Selected passage.
Segment Open
Breath of Life vs doomed 4


Rules Discussion


My PFS party fought a morrowkin yestersay, and we noticed that the crit fail effect of Swallow Future inflicts doomed 4. The effect even mentions that this is likely to cause an instant kill.

Fortunately, it's not a death effect, so it's susceptible to Breath of Life. How does this work? Does the creature now have doomed 4 and will die if it increases or they gain the dying condition?


Well the easy way (and looks RAW) - you get doomed 4, you "instantly die. When you die, you’re no longer doomed" - you don't die because of the spell. And doomed already went away.


This certainly is a conundrum in what applies first.

A, Does Breath of Life's text about preventing death mean you dont die in the first place? But if thats the case then you are still doomed and still die.

B, If the text about reviving at the moment of death is the intention then obviously you have died and doomed is no longer present, so you continue to live.
Segment Closed
Data to examine.
Segment Open
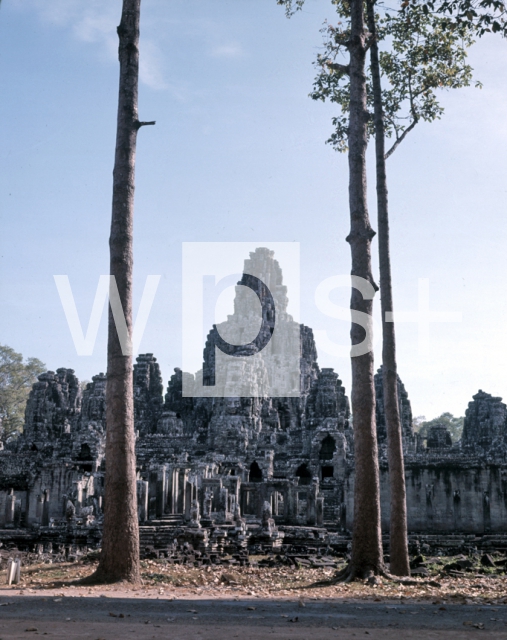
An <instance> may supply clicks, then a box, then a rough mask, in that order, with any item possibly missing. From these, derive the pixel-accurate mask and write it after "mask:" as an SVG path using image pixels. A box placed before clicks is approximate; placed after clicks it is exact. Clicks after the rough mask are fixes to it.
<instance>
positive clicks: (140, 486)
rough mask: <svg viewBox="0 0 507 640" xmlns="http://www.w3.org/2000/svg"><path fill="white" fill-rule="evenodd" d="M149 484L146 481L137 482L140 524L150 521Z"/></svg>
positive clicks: (139, 521) (138, 514) (137, 496)
mask: <svg viewBox="0 0 507 640" xmlns="http://www.w3.org/2000/svg"><path fill="white" fill-rule="evenodd" d="M148 487H149V483H148V482H147V481H145V480H138V481H137V513H138V516H139V522H146V520H148V491H149V489H148Z"/></svg>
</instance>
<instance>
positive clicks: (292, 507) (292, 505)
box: [287, 484, 299, 524]
mask: <svg viewBox="0 0 507 640" xmlns="http://www.w3.org/2000/svg"><path fill="white" fill-rule="evenodd" d="M298 511H299V491H298V485H297V484H296V485H292V486H290V487H289V490H288V492H287V520H288V522H289V523H291V524H295V523H296V522H297V517H298Z"/></svg>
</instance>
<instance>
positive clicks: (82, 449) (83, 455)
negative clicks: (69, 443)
mask: <svg viewBox="0 0 507 640" xmlns="http://www.w3.org/2000/svg"><path fill="white" fill-rule="evenodd" d="M77 459H78V460H91V459H92V452H91V449H90V445H88V444H86V442H85V444H82V445H81V450H80V452H79V454H78V456H77Z"/></svg>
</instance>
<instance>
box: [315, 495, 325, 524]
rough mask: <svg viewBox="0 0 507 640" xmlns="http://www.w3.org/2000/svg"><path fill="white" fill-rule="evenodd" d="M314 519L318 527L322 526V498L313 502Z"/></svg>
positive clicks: (319, 498) (322, 506) (323, 506)
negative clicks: (314, 507)
mask: <svg viewBox="0 0 507 640" xmlns="http://www.w3.org/2000/svg"><path fill="white" fill-rule="evenodd" d="M315 507H316V508H315V519H316V524H317V526H318V527H322V525H323V524H324V497H323V496H319V497H318V498H317V499H316V501H315Z"/></svg>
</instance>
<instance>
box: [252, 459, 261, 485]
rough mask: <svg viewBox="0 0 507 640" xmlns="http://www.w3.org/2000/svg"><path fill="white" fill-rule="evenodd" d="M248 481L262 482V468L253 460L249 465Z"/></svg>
mask: <svg viewBox="0 0 507 640" xmlns="http://www.w3.org/2000/svg"><path fill="white" fill-rule="evenodd" d="M250 482H262V470H261V468H260V467H259V465H258V464H257V462H256V461H255V460H254V461H253V462H252V464H251V465H250Z"/></svg>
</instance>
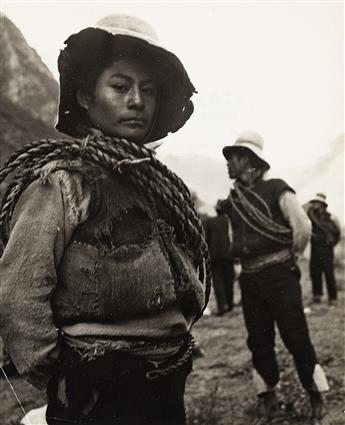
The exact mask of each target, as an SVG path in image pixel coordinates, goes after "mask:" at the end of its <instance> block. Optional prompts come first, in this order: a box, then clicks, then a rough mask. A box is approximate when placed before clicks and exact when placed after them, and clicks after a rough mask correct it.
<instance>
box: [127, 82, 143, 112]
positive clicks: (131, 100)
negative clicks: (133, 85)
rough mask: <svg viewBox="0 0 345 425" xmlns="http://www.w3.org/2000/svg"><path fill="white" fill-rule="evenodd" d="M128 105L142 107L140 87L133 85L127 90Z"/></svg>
mask: <svg viewBox="0 0 345 425" xmlns="http://www.w3.org/2000/svg"><path fill="white" fill-rule="evenodd" d="M128 107H129V108H138V109H142V108H143V107H144V98H143V95H142V93H141V90H140V87H138V86H133V87H132V88H131V90H130V91H129V99H128Z"/></svg>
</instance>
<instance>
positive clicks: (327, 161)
mask: <svg viewBox="0 0 345 425" xmlns="http://www.w3.org/2000/svg"><path fill="white" fill-rule="evenodd" d="M296 187H297V188H298V196H299V199H300V200H301V202H302V203H304V202H307V201H308V200H309V199H311V198H312V197H313V196H314V195H315V194H316V193H317V192H324V193H325V194H326V195H327V202H328V205H329V210H330V211H331V212H332V213H333V214H335V215H336V216H337V217H338V219H339V220H340V221H341V222H342V223H344V221H345V217H344V135H341V136H339V137H338V138H337V139H336V140H334V142H333V143H332V145H331V147H330V149H329V151H328V152H327V153H326V154H325V155H323V156H322V157H320V158H319V159H318V160H317V161H316V162H315V164H314V165H313V166H312V167H309V168H308V169H306V170H304V171H303V173H301V174H300V176H299V177H298V178H297V180H296Z"/></svg>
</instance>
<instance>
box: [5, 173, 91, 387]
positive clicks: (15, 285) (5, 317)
mask: <svg viewBox="0 0 345 425" xmlns="http://www.w3.org/2000/svg"><path fill="white" fill-rule="evenodd" d="M78 184H79V186H78ZM82 192H83V191H82V185H81V183H80V182H79V183H78V181H77V180H76V178H75V176H74V178H71V176H70V175H69V174H68V173H67V172H65V171H58V172H56V173H53V174H51V175H50V176H49V178H45V179H44V181H42V179H38V180H36V181H35V182H33V183H32V184H31V185H30V186H29V187H28V188H27V189H26V190H25V191H24V192H23V194H22V195H21V197H20V198H19V200H18V202H17V205H16V207H15V210H14V215H13V219H12V222H11V232H10V237H9V240H8V243H7V244H6V247H5V250H4V253H3V255H2V257H1V259H0V331H1V336H2V338H3V340H4V342H5V345H6V348H7V350H8V352H9V354H10V356H11V358H12V360H13V362H14V364H15V365H16V367H17V369H18V371H19V373H20V374H22V375H23V376H25V377H26V378H27V379H28V380H29V381H30V382H31V383H32V384H33V385H35V386H37V387H38V388H41V389H43V388H45V386H46V385H47V383H48V380H49V378H50V372H51V367H52V366H53V364H54V363H55V361H56V360H57V356H58V353H59V346H58V330H57V329H56V327H55V324H54V321H53V313H52V308H51V297H52V294H53V292H54V289H55V287H56V285H57V268H58V266H59V263H60V261H61V258H62V256H63V253H64V249H65V247H66V246H67V244H68V243H69V241H70V238H71V235H72V233H73V231H74V229H75V227H76V226H77V225H78V223H79V222H81V221H82V220H83V219H85V217H86V211H87V202H88V200H89V196H88V195H87V196H83V194H82Z"/></svg>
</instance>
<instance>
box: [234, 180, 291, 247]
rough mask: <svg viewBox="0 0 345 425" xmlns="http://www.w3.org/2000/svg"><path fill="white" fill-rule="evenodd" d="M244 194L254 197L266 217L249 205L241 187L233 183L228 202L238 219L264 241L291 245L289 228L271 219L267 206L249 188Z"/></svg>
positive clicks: (269, 210)
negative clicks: (233, 189) (257, 234)
mask: <svg viewBox="0 0 345 425" xmlns="http://www.w3.org/2000/svg"><path fill="white" fill-rule="evenodd" d="M233 192H234V193H233ZM246 192H247V193H248V194H250V195H251V196H252V197H255V198H256V199H257V200H258V201H259V202H260V203H261V204H262V205H263V207H264V209H265V210H266V213H267V215H266V214H265V213H263V212H262V211H261V210H260V209H259V208H257V207H256V206H255V205H253V203H251V202H250V201H249V200H248V198H247V197H246V195H245V193H244V191H243V190H242V188H241V185H240V184H238V183H235V185H234V191H230V194H229V201H230V203H231V206H232V207H233V209H234V210H235V211H236V213H237V214H238V215H239V216H240V218H241V219H242V220H243V221H244V222H245V223H246V224H247V225H248V226H249V227H250V228H251V229H253V230H254V231H255V232H256V233H259V234H260V235H261V236H263V237H265V238H266V239H270V240H273V241H275V242H279V243H281V244H283V245H291V243H292V230H291V229H290V228H289V227H287V226H284V225H281V224H279V223H277V222H276V221H274V220H273V219H272V214H271V211H270V209H269V206H268V205H267V203H266V202H265V200H264V199H263V198H262V197H261V196H260V195H258V194H257V193H255V192H254V191H253V190H251V189H250V188H246ZM234 194H236V195H237V199H235V198H234Z"/></svg>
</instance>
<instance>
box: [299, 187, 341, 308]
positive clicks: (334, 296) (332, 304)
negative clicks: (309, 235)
mask: <svg viewBox="0 0 345 425" xmlns="http://www.w3.org/2000/svg"><path fill="white" fill-rule="evenodd" d="M327 207H328V205H327V202H326V195H325V194H323V193H317V194H316V196H315V197H314V198H313V199H311V200H310V201H309V203H308V204H307V205H306V207H305V208H306V210H307V213H308V216H309V218H310V220H311V222H312V235H311V253H310V254H311V255H310V263H309V272H310V278H311V282H312V291H313V302H315V303H320V302H321V298H322V295H323V291H322V275H323V274H324V275H325V280H326V286H327V293H328V303H329V305H335V304H336V302H337V285H336V281H335V277H334V264H333V260H334V247H335V245H336V244H337V243H338V242H339V240H340V228H339V226H338V224H337V223H336V221H335V220H334V219H333V218H332V216H331V214H330V213H329V212H328V211H327Z"/></svg>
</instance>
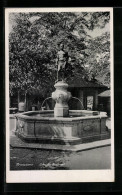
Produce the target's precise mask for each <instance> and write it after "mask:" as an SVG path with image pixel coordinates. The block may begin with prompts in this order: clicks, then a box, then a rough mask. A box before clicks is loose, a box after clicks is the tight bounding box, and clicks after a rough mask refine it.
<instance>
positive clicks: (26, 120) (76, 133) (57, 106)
mask: <svg viewBox="0 0 122 195" xmlns="http://www.w3.org/2000/svg"><path fill="white" fill-rule="evenodd" d="M61 54H62V53H61ZM61 63H62V61H61ZM61 65H62V64H60V67H61ZM58 71H59V69H58ZM54 87H55V88H56V90H55V92H53V93H52V97H49V98H52V99H53V100H55V102H56V104H55V107H54V110H40V111H29V112H24V113H21V114H18V115H16V131H15V134H16V135H17V136H18V137H20V138H21V139H23V140H24V141H28V142H40V143H43V142H44V143H58V144H78V143H86V142H91V141H95V140H101V139H108V138H110V132H109V131H107V128H106V118H107V116H106V114H105V113H101V114H100V113H99V112H98V111H88V110H69V106H68V101H69V100H70V99H71V98H72V95H71V93H70V92H69V91H68V90H67V89H68V84H67V83H66V82H65V81H64V80H61V81H57V82H56V84H55V85H54ZM49 98H46V99H49Z"/></svg>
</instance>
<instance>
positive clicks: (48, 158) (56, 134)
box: [5, 8, 114, 183]
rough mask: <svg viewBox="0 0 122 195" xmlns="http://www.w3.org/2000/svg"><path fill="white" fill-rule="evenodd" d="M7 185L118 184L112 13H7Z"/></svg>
mask: <svg viewBox="0 0 122 195" xmlns="http://www.w3.org/2000/svg"><path fill="white" fill-rule="evenodd" d="M5 70H6V72H5V73H6V76H5V79H6V159H7V160H6V181H7V182H8V183H12V182H15V183H22V182H114V115H113V113H114V112H113V111H114V110H113V109H114V108H113V105H114V99H113V84H114V78H113V9H112V8H6V9H5Z"/></svg>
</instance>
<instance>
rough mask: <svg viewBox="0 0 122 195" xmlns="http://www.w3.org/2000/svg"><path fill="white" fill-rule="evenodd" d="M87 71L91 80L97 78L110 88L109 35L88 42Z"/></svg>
mask: <svg viewBox="0 0 122 195" xmlns="http://www.w3.org/2000/svg"><path fill="white" fill-rule="evenodd" d="M86 64H88V67H87V71H88V74H89V75H90V77H91V79H93V78H95V77H96V78H97V79H98V80H99V81H101V83H102V84H105V85H107V86H110V33H109V32H106V33H104V34H102V35H101V36H99V37H96V38H94V39H93V40H90V43H89V46H88V57H87V58H86Z"/></svg>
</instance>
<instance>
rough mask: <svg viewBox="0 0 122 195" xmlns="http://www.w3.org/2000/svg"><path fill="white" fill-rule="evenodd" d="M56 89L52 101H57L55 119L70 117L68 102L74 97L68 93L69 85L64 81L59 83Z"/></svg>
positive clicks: (52, 96)
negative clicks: (65, 117)
mask: <svg viewBox="0 0 122 195" xmlns="http://www.w3.org/2000/svg"><path fill="white" fill-rule="evenodd" d="M54 87H55V88H56V90H55V92H53V93H52V99H54V100H55V101H56V104H55V108H54V116H55V117H67V116H69V106H68V101H69V99H70V98H71V97H72V95H71V93H70V92H69V91H67V88H68V84H67V83H66V82H64V81H59V82H57V83H56V84H55V85H54Z"/></svg>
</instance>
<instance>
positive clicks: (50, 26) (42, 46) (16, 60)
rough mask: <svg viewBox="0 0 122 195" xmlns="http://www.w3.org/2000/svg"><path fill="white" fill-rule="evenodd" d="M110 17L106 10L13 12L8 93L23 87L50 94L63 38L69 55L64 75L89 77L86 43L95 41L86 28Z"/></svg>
mask: <svg viewBox="0 0 122 195" xmlns="http://www.w3.org/2000/svg"><path fill="white" fill-rule="evenodd" d="M109 17H110V15H109V12H93V13H92V12H89V13H87V12H82V13H73V12H65V13H63V12H61V13H58V12H54V13H53V12H51V13H31V12H30V13H16V14H14V18H15V25H14V27H13V29H12V31H11V32H10V35H9V57H10V58H9V67H10V69H9V71H10V77H9V78H10V93H14V91H15V90H18V89H22V90H25V92H26V93H29V94H34V93H37V94H41V96H42V97H43V98H45V97H47V96H49V95H50V93H51V92H52V91H53V85H54V83H55V80H56V71H57V67H56V65H55V64H56V63H55V58H56V53H57V50H58V44H59V43H60V42H62V41H63V43H64V45H65V48H66V49H67V50H68V53H69V56H70V57H71V62H70V64H69V69H68V74H67V77H71V78H72V79H73V78H74V77H82V76H84V78H86V77H88V72H87V71H86V69H85V67H84V64H85V63H86V61H87V62H88V61H89V58H87V57H88V54H87V50H88V49H89V51H90V46H89V45H90V44H92V43H93V44H94V42H93V41H92V40H91V37H90V36H89V35H88V30H93V29H94V28H95V27H98V26H99V27H100V28H103V27H104V26H105V24H106V23H107V22H108V21H109ZM88 46H89V48H88ZM91 50H92V48H91Z"/></svg>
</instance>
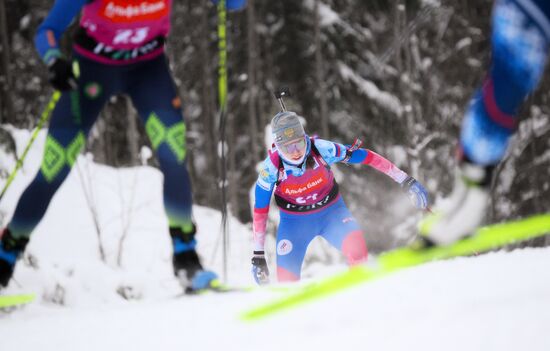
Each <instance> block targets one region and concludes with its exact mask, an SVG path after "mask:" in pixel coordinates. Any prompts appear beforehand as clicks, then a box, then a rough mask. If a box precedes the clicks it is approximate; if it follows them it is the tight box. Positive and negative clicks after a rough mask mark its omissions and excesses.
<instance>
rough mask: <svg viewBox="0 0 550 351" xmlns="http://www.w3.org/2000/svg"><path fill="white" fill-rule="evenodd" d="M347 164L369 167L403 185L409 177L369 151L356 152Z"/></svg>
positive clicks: (366, 150) (353, 153)
mask: <svg viewBox="0 0 550 351" xmlns="http://www.w3.org/2000/svg"><path fill="white" fill-rule="evenodd" d="M347 162H348V163H361V164H365V165H369V166H371V167H372V168H374V169H376V170H377V171H379V172H382V173H384V174H385V175H387V176H388V177H390V178H391V179H393V180H394V181H395V182H397V183H399V184H402V183H403V181H404V180H405V179H406V178H407V177H408V174H407V173H405V172H403V171H402V170H400V169H399V168H398V167H397V166H396V165H394V164H393V163H392V162H391V161H389V160H388V159H386V158H384V157H382V156H380V155H379V154H377V153H376V152H374V151H372V150H368V149H357V150H355V151H354V152H353V153H352V154H351V157H350V159H349V160H348V161H347Z"/></svg>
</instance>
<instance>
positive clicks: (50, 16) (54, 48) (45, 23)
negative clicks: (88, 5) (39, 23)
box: [34, 0, 88, 65]
mask: <svg viewBox="0 0 550 351" xmlns="http://www.w3.org/2000/svg"><path fill="white" fill-rule="evenodd" d="M87 2H88V0H56V1H55V4H54V5H53V7H52V9H51V10H50V13H49V14H48V17H46V19H45V20H44V22H42V24H41V25H40V26H39V27H38V30H37V32H36V35H35V37H34V45H35V47H36V50H37V51H38V53H39V55H40V57H41V58H42V60H43V61H44V63H46V64H47V65H48V64H49V63H51V62H52V60H54V59H56V58H58V57H60V56H61V51H60V50H59V39H60V38H61V36H62V35H63V33H64V32H65V30H66V29H67V27H69V25H70V24H71V22H72V21H73V19H74V18H75V17H76V16H77V15H78V13H79V12H80V10H81V9H82V6H84V5H85V4H86V3H87Z"/></svg>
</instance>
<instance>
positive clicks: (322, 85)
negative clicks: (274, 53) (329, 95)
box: [313, 0, 330, 138]
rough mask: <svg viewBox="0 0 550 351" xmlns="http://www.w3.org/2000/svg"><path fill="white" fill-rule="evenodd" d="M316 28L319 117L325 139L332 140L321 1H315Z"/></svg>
mask: <svg viewBox="0 0 550 351" xmlns="http://www.w3.org/2000/svg"><path fill="white" fill-rule="evenodd" d="M313 12H315V15H314V18H315V19H314V27H315V76H316V77H315V78H316V79H317V88H318V89H319V92H318V97H319V115H320V118H321V132H322V135H323V138H330V128H329V118H328V108H327V93H326V85H325V70H324V60H323V53H322V47H321V20H320V18H319V0H315V6H314V8H313Z"/></svg>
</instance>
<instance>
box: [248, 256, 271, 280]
mask: <svg viewBox="0 0 550 351" xmlns="http://www.w3.org/2000/svg"><path fill="white" fill-rule="evenodd" d="M252 274H253V275H254V280H255V281H256V283H257V284H258V285H264V284H268V283H269V269H268V268H267V262H266V260H265V254H264V252H263V251H254V256H253V257H252Z"/></svg>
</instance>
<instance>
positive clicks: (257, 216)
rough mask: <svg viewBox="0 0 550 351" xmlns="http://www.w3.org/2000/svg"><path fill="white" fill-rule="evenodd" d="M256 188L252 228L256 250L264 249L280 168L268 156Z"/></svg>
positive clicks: (254, 198) (261, 171)
mask: <svg viewBox="0 0 550 351" xmlns="http://www.w3.org/2000/svg"><path fill="white" fill-rule="evenodd" d="M259 173H260V174H259V176H258V180H257V181H256V188H255V190H254V214H253V222H252V229H253V232H254V251H264V245H265V236H266V228H267V217H268V213H269V203H270V201H271V194H272V193H273V189H274V187H275V183H276V182H277V175H278V169H277V168H275V166H273V164H272V163H271V160H270V159H269V158H267V159H266V160H265V161H264V162H263V164H262V166H261V169H260V172H259Z"/></svg>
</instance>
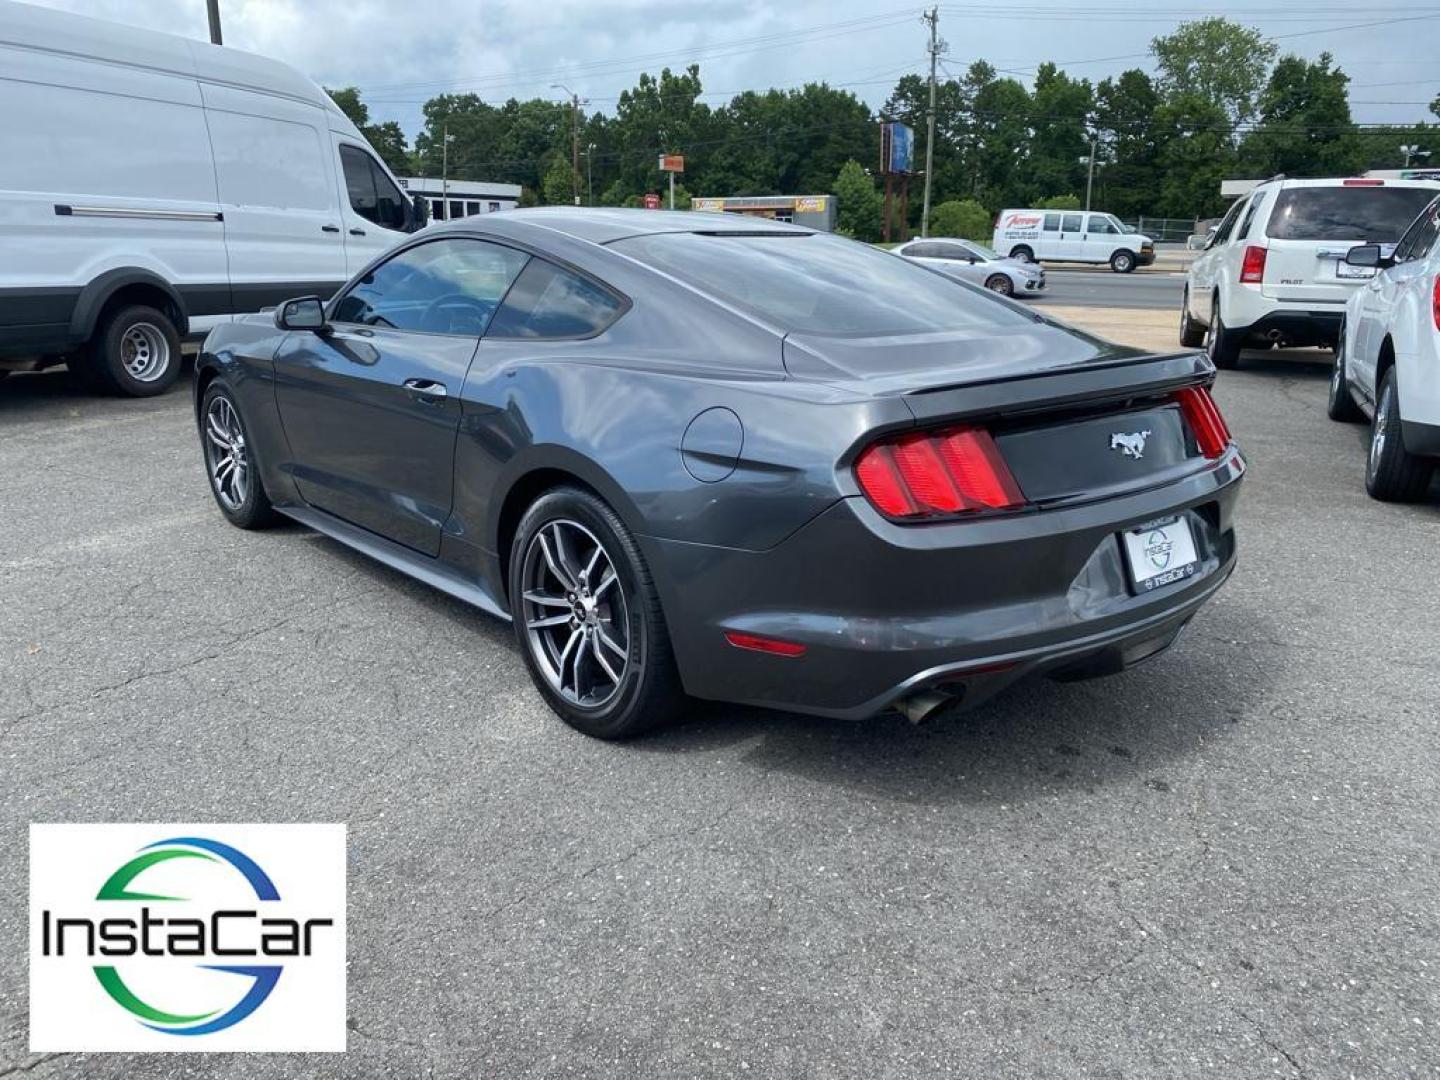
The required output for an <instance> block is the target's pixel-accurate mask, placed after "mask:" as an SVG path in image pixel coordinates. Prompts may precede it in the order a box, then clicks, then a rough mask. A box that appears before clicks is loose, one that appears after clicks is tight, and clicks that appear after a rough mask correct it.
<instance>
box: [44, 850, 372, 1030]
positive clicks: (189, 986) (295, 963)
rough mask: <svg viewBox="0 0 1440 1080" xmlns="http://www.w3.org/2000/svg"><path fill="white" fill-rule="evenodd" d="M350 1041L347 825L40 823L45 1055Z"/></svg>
mask: <svg viewBox="0 0 1440 1080" xmlns="http://www.w3.org/2000/svg"><path fill="white" fill-rule="evenodd" d="M344 1048H346V827H344V825H32V827H30V1050H32V1051H33V1053H65V1051H131V1050H137V1051H140V1050H143V1051H166V1050H168V1051H190V1053H194V1051H223V1050H240V1051H255V1050H275V1051H304V1050H323V1051H343V1050H344Z"/></svg>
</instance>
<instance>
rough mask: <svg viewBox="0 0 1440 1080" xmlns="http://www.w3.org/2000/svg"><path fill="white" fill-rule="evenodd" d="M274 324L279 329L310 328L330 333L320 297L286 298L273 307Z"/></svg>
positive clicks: (328, 324) (309, 329) (289, 329)
mask: <svg viewBox="0 0 1440 1080" xmlns="http://www.w3.org/2000/svg"><path fill="white" fill-rule="evenodd" d="M275 325H276V327H279V328H281V330H311V331H314V333H317V334H328V333H330V324H328V323H327V321H325V305H324V304H323V302H321V301H320V297H298V298H295V300H287V301H285V302H284V304H281V305H279V307H278V308H275Z"/></svg>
Segment Closed
Requirement 1. Summarize the forum thread on Breath of Life and doomed 4 in two sentences.
Requirement 2. Echo the forum thread on Breath of Life and doomed 4 word for word, everything from "My PFS party" down to "already went away.".
Requirement 3. Carry on the forum thread on Breath of Life and doomed 4 from the point where it stops.

Task response 1. A PFS party that fought a morrowkin noticed that the critical failure effect of Swallow Future inflicts doomed 4, and because it is not a death effect, the poster asks how Breath of Life applies to it. One reply holds that the creature dies, loses doomed on death, and therefore survives through the spell, while another sees two readings: if Breath of Life prevents the death, the creature is still doomed and still dies, but if it revives the creature at the moment of death, doomed is gone and the creature lives.

Task response 2.
My PFS party fought a morrowkin yestersay, and we noticed that the crit fail effect of Swallow Future inflicts doomed 4. The effect even mentions that this is likely to cause an instant kill.

Fortunately, it's not a death effect, so it's susceptible to Breath of Life. How does this work? Does the creature now have doomed 4 and will die if it increases or they gain the dying condition?


Well the easy way (and looks RAW) - you get doomed 4, you "instantly die. When you die, you’re no longer doomed" - you don't die because of the spell. And doomed already went away.

Task response 3.
I personally would rule with the former due to the reaction stating "Would die" as a trigger instead of "a creature dies" but in my eyes the spell doesn't make the distinction between if it is a prevention or instant revival.


Errenor wrote:
Well the easy way (and looks RAW) - you get doomed 4, you "instantly die. When you die, you’re no longer doomed" - you don't die because of the spell. And doomed already went away.

Well, if you didn't die because of the Breath of Life spell, then you don't lose Doomed 4 either. Because, as quoted, "When you die, you're no longer doomed". You don't lose Doomed 4 due to a trigger that hasn't happened.

So this is going to need a table ruling.

It is a bit of a troll ruling to say that the spell can be cast and restores the 5d8 +1d8/heightened Hit Points, but the target still dies from having Doomed 4.

Either disallow the spell entirely in this scenario and be up front about it, or houserule that the Breath of Life spell also removes or reduces the Doomed condition.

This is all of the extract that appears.